*EXCERTO DO TEXTO*.
---+---

O projeto comunitário anunciado pelo Governo chama-se “bairros saudáveis” e, como o Observador já tinha avançado, vai pôr funcionários das autarquias, da área da proteção civil, da saúde ou da ação social a visitar os infetados e a acompanhar de perto a sua situação. Desta forma os delegados de saúde pública ficam mais libertos para outras tarefas, nomeadamente para acelerar a obtenção dos resultados dos testes. O problema tem sido muitas vezes motivado pelo grande intervalo de tempo que dista entre a realização do teste e a oficialização da situação, o que faz com que, sem sintomas, as pessoas continuem a fazer a sua vida ‘normal’ já tendo o vírus consigo. Tal como o presidente da câmara de Sintra, Basílio Horta, tinha afirmado ao Observador, essas equipas “multidisciplinares” vão apostar num “trabalho de georreferenciação para seguir os casos” controlando ao máximo o surto na sua zona. Segundo o Público, o Governo admite mesmo vir a recorrer às Forças Armadas, se a vigilância de proximidade não for suficiente.

---+---

*EXCERTOS DOS DADOS*.
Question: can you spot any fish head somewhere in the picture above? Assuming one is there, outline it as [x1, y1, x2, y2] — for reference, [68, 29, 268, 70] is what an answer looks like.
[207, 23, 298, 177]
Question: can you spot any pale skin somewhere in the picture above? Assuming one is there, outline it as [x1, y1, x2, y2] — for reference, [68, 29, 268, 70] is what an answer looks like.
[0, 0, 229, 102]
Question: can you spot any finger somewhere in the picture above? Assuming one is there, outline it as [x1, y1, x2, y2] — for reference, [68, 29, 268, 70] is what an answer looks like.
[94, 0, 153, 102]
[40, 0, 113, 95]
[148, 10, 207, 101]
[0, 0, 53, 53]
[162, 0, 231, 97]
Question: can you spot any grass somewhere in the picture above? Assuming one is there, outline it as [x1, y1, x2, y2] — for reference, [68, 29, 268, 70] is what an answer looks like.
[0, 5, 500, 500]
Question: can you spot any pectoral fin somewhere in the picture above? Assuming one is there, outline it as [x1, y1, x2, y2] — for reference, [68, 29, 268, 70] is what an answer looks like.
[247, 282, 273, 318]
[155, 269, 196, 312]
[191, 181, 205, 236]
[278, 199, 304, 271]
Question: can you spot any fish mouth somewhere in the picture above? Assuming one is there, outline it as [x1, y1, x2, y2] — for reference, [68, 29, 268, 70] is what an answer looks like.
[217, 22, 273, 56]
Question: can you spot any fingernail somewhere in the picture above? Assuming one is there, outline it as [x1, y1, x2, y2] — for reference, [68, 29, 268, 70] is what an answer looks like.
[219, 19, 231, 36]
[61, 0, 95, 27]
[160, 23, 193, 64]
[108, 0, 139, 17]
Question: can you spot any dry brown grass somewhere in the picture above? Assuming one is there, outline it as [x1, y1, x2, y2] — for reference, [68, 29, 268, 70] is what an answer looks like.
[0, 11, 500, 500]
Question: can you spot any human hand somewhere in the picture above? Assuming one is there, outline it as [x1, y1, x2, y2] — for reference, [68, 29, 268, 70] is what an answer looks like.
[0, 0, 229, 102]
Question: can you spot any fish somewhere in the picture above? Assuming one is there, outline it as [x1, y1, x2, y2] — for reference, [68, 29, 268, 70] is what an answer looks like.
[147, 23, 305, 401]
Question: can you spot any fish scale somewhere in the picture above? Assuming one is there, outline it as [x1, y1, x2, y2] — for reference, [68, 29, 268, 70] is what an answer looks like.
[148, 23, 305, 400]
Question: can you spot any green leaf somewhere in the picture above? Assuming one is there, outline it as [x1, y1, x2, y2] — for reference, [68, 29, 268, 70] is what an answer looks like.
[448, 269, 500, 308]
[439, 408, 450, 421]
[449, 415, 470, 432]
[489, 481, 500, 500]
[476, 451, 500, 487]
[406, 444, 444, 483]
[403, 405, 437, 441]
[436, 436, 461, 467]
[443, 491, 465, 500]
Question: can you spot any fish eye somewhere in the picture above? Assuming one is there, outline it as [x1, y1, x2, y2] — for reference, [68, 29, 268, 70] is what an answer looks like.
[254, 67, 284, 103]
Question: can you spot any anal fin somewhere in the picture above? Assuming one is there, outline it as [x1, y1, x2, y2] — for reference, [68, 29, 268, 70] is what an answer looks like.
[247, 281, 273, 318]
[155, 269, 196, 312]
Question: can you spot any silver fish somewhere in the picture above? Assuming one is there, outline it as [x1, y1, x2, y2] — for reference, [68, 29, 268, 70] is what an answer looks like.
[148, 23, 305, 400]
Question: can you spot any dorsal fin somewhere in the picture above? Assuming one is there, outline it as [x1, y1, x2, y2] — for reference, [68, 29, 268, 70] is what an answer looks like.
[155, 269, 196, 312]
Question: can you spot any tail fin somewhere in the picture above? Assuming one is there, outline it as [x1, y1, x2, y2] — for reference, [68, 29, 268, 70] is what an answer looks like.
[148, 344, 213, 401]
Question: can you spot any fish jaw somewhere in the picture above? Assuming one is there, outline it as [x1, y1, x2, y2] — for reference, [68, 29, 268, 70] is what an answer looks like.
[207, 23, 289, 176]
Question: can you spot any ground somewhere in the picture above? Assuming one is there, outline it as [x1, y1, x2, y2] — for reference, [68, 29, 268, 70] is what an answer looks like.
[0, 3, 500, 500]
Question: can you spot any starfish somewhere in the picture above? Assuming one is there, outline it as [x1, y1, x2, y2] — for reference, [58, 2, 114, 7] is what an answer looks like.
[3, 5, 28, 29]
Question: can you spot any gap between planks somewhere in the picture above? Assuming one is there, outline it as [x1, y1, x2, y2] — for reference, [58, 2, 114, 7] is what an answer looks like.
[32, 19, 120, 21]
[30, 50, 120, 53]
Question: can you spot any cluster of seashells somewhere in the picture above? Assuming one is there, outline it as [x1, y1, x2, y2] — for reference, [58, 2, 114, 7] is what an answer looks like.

---+---

*OBJETIVO DA TAREFA*. Dê continuidade ao texto sobre o projeto “bairros saudáveis” a partir da última frase apresentada. Não é preciso recorrer aos dados.

*RESPOSTA AO EXERCÍCIO*.
Este será o eixo de atuação do Governo no terreno, ao nível localizado. Mas haverá mais leis para toda a Área Metropolitana de Lisboa, que irão complementar aquelas que foram conhecidas na segunda-feira e que procuram travar a fundo os ajuntamentos. Estas regras, que passam pela proibição de consumo de álcool na via pública, pela limitação dos ajuntamentos a 10 pessoas ou pela obrigatoriedade de todos os estabelecimentos, supermercados incluídos, fecharem às 20h em toda a região de Lisboa (deixando apenas de fora os restaurantes), vão estar associadas a um quadro sancionatório mais pesado.

Segundo o Público, os estabelecimentos que não respeitarem o horário de encerramento às 20h podem ser multados até 600 euros, e as pessoas que não respeitarem as regras dos ajuntamentos ou de consumo de álcool na rua estarão a incorrer numa contra-ordenação equiparada à do não-uso de máscara em transportes públicos. A polícia vai estar ativa na vigilância destes incumprimentos e vai identificar todas as pessoas que estejam numa situação dessas, para posterior aplicação de coima. As multas, segundo aquele jornal, podem ir de 120 a 350 euros.